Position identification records
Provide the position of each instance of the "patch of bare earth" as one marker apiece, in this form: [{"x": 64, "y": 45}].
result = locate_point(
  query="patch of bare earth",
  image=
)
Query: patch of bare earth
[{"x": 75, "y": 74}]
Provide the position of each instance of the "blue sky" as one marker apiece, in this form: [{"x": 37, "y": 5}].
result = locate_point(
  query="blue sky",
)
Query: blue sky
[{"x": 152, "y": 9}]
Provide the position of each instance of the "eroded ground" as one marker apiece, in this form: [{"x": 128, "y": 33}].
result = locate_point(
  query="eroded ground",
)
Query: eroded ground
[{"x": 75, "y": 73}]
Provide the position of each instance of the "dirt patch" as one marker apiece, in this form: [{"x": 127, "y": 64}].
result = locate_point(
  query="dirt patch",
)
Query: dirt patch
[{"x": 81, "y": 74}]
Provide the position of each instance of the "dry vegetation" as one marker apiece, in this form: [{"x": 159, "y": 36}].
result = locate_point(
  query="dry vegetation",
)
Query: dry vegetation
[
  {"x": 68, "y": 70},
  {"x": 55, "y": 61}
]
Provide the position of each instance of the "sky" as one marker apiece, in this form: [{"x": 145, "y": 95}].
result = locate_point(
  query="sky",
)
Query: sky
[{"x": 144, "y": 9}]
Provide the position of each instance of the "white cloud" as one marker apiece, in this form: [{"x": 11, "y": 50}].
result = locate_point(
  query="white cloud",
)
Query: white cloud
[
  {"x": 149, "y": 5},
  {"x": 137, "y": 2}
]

REQUIRED TASK -
Nothing in the data may differ; print all of it exactly as written.

SOLUTION TO THIS PROBLEM -
Provide the position of each instance of the "patch of bare earth" as one marker apiece, in this form: [{"x": 64, "y": 45}].
result = locate_point(
  query="patch of bare earth",
  image=
)
Query: patch of bare earth
[{"x": 75, "y": 74}]
Provide the position of each instance of the "blue sky" as one marker apiece, in this form: [{"x": 37, "y": 5}].
result = locate_point(
  query="blue sky",
)
Query: blue sky
[{"x": 152, "y": 9}]
Provide the position of each instance of the "eroded ground" as one marker apiece, in this form: [{"x": 128, "y": 33}].
result = locate_point(
  query="eroded ground",
)
Query: eroded ground
[{"x": 75, "y": 73}]
Provide the position of each instance of the "dirt patch" as one marker apiece, in this form: [{"x": 127, "y": 64}].
result = locate_point(
  query="dirt patch",
)
Query: dirt patch
[{"x": 81, "y": 74}]
Provide the position of each instance of the "dry vegetation" as one marker apiece, in this form: [{"x": 159, "y": 36}].
result = locate_point(
  query="dry vegetation",
)
Query: dry vegetation
[
  {"x": 68, "y": 70},
  {"x": 55, "y": 61}
]
Provide the position of each instance of the "sky" as one marker apiece, in this form: [{"x": 145, "y": 95}].
result = locate_point(
  query="sky",
)
Query: sky
[{"x": 144, "y": 9}]
Provide the position of each instance of the "white cloud" as one marker apiece, in this form: [{"x": 11, "y": 50}].
result = locate_point(
  query="white cloud",
)
Query: white cloud
[
  {"x": 149, "y": 5},
  {"x": 137, "y": 2}
]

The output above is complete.